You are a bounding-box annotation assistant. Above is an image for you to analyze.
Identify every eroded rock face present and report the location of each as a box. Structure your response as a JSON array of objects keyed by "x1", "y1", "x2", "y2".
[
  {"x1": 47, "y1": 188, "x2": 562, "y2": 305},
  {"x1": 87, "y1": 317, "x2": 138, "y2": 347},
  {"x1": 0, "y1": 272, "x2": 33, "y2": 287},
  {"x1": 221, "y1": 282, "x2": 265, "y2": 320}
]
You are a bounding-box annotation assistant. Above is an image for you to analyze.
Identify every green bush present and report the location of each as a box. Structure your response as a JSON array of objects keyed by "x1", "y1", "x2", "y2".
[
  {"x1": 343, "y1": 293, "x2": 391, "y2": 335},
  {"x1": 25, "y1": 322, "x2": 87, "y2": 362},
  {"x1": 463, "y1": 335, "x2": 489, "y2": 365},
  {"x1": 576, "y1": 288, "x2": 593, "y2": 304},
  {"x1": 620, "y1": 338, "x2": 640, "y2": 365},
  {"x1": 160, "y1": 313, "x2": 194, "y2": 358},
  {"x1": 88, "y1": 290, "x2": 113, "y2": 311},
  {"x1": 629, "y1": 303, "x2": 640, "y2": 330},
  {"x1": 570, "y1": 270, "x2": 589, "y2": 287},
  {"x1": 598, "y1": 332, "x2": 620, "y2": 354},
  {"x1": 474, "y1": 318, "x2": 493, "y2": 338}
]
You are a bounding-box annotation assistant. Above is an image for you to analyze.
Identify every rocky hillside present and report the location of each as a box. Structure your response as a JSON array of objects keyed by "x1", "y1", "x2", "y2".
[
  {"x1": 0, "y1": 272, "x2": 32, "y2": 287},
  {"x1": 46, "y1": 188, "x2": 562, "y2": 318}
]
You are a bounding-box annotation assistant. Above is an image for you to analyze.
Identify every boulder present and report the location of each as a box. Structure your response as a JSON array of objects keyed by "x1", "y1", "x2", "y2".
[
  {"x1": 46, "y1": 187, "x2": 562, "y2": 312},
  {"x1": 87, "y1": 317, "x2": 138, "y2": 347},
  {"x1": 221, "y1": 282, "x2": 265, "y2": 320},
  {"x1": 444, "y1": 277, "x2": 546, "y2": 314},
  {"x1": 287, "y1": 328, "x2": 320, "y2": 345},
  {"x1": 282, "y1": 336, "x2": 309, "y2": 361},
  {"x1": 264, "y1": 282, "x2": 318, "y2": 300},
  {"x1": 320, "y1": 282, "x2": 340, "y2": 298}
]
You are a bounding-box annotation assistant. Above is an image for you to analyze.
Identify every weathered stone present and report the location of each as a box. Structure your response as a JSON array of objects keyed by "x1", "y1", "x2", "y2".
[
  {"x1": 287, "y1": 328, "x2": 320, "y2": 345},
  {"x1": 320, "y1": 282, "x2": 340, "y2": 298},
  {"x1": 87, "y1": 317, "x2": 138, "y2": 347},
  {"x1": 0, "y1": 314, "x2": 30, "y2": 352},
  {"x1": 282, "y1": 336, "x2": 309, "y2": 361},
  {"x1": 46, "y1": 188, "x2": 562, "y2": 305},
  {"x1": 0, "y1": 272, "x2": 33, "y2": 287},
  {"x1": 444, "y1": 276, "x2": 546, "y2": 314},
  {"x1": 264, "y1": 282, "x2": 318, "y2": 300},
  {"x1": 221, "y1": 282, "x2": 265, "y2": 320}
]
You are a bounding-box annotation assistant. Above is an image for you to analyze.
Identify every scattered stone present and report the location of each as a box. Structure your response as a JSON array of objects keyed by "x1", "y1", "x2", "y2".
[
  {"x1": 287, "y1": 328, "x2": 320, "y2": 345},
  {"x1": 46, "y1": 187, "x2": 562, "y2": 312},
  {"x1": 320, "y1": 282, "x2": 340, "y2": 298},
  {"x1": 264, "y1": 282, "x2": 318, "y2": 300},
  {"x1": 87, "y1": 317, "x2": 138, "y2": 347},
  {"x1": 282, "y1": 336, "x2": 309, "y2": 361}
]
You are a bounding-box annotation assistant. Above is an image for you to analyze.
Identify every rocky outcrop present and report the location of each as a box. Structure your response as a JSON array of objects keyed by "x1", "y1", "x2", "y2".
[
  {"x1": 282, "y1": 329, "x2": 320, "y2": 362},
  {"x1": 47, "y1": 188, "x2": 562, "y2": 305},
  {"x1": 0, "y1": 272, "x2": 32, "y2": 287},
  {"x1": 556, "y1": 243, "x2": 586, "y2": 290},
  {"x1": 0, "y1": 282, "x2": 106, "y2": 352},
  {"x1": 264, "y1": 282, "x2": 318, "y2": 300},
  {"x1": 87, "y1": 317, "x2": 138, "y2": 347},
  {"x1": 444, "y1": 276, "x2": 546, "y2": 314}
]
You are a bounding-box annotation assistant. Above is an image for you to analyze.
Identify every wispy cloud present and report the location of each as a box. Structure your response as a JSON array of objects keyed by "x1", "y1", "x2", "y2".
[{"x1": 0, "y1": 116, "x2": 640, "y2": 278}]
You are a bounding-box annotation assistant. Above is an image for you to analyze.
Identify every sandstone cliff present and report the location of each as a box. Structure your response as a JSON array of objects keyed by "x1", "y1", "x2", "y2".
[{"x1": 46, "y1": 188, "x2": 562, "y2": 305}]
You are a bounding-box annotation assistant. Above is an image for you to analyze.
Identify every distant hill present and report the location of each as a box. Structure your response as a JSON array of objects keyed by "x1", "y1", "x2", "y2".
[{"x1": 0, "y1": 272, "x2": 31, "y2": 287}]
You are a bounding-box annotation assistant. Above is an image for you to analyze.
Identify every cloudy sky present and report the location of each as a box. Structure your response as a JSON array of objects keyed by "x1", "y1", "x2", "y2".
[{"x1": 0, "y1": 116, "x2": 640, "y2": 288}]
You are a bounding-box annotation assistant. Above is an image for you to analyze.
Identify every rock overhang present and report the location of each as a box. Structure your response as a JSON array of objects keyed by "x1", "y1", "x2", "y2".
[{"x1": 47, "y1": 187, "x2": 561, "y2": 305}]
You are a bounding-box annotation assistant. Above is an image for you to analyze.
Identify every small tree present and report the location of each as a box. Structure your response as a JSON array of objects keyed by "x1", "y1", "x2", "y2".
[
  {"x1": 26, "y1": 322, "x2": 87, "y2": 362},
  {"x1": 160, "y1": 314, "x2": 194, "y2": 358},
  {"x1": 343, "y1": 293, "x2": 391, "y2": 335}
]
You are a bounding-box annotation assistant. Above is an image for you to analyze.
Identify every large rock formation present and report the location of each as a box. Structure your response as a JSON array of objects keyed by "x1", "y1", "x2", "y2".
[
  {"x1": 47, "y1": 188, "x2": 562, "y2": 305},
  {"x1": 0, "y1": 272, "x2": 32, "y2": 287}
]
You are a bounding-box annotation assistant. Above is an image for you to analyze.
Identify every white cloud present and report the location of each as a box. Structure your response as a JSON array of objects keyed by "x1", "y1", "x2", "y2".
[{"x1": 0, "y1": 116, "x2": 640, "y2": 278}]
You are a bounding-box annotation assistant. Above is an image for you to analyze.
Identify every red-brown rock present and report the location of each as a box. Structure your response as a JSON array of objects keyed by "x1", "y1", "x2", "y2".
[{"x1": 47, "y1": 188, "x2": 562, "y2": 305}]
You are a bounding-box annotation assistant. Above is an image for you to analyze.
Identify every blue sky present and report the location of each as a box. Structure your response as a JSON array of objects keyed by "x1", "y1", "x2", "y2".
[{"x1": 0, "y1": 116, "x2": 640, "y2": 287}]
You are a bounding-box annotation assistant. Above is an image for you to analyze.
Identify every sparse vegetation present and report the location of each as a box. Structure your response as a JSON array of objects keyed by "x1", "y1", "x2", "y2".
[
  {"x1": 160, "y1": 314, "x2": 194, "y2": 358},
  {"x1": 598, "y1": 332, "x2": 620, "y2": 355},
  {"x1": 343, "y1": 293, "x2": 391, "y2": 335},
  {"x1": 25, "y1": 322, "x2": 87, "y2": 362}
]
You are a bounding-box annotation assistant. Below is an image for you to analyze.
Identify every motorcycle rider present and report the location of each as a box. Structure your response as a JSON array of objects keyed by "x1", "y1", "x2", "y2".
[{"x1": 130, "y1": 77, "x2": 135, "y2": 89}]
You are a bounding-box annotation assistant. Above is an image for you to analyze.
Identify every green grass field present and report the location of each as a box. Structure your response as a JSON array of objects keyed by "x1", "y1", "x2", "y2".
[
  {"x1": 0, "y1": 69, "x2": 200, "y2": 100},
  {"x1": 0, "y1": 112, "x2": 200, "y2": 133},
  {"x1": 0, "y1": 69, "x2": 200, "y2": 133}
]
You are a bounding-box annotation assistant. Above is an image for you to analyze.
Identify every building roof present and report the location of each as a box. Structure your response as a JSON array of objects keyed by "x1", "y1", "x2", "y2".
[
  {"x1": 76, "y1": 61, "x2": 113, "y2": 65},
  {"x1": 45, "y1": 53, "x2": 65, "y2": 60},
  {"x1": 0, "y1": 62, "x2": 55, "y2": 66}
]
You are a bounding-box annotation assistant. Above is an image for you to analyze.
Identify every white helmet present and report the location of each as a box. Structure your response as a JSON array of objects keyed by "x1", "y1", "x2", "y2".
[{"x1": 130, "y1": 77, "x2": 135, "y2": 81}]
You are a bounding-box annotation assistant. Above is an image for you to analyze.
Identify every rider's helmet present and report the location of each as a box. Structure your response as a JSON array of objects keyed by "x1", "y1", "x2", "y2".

#### Written request:
Locate every line in the listing above that contains the word "white", and copy those lines. Case counts.

#### Written reply:
Identify every white cloud present and report the location of each as a box. Structure your response as a JSON array of objects keyed by "x1", "y1", "x2", "y2".
Identify every white helmet present and report the location of each as a box. Structure your response as a JSON array of objects keyed by "x1", "y1", "x2", "y2".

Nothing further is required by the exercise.